---------- QUOTED PASSAGE

CS231N Midterm
Formula for calculating output width/height
(W−F+2P)/S+1
Given a random weight matrix and N classes to predict, what should we predict the average softmax loss to be?
-log(1/N)
with a regularization penalty, we can never achieve a loss of ___
0 (only occurs in pathological setting of W=0)
3 problems with sigmoid
1.) saturated neurons kill gradients, 2.) outputs not zero-centered, 3.) exp() is compute expensive
(context: CIFAR-10) a single weight matrix W is effectively evaluating ___ classifiers in parallel, where each is a _____
10 separate; row in W
modern convolutional neural nets contain orders of ____ parameters made up of approximately ____ layers
100 million; 10-20
What is the number of learnable parameters for a 5x5 filter operating on an RGB image?
5x5x3 + 1 for bias = 76
Why is problematic that the outputs of the sigmoid neuron are not zero-centered?
Because if the data coming into a neuron is always positive, then the gradients on all the weights w will during backpropagation be all positive or all negative, creating a zig-zag dynamic in the gradient updates for the weights
Why is centered numerical gradient less good at avoiding kinks?
Coarser (larger) stepsizes always result in less accurate numerical approximations
kinks and gradient check accuracy
Consider gradient checking the ReLU function at x=-1e6. The gradient here is zero, but a numerical gradient might compute a non-zero gradient because f(x+h) might cross over the kink and introduce a non-zero contribution.
What's the big downside of L-BFGS?
Even after we eliminate the memory concerns, a large downside of a naive application of L-BFGS is that it must be computed over the entire training set, which could contain millions of examples. Unlike mini-batch SGD, getting L-BFGS to work on mini-batches is more tricky and an active area of research.
bias trick
Extend every vector x such that it always holds the constant 1 - a default bias dimension. Now the new score function simplifies to f(x) = Wx
T/F: the decision boundary of a KNN classifier is linear.
False
convert conv layer to FC
For any CONV layer there is an FC layer that implements the same forward function. The weight matrix would be a large matrix that is mostly zero except for at certain blocks (due to local connectivity) where the weights in many of the blocks are equal (due to parameter sharing).
What does it mean when a ReLU neuron "dies"?

--------------------
---------- DATA EXTRACT

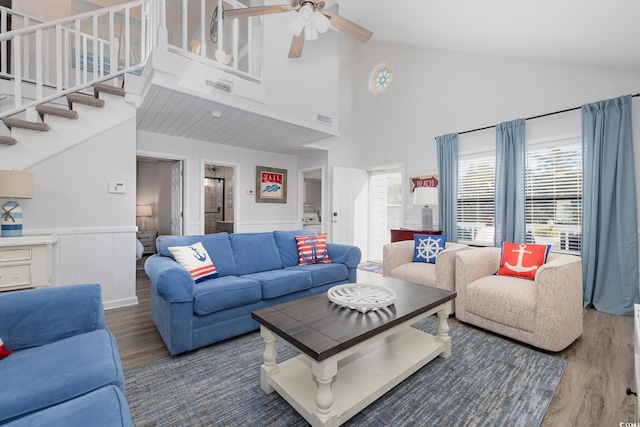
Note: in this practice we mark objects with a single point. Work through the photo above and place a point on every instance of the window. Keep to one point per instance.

--------------------

### WHAT YOU ARE ASKED TO DO:
List each problem with sigmoid that the CS231N midterm notes give.

### FULL OUTPUT:
1. Saturated neurons kill gradients.
2. Outputs are not zero-centered.
3. exp() is compute expensive.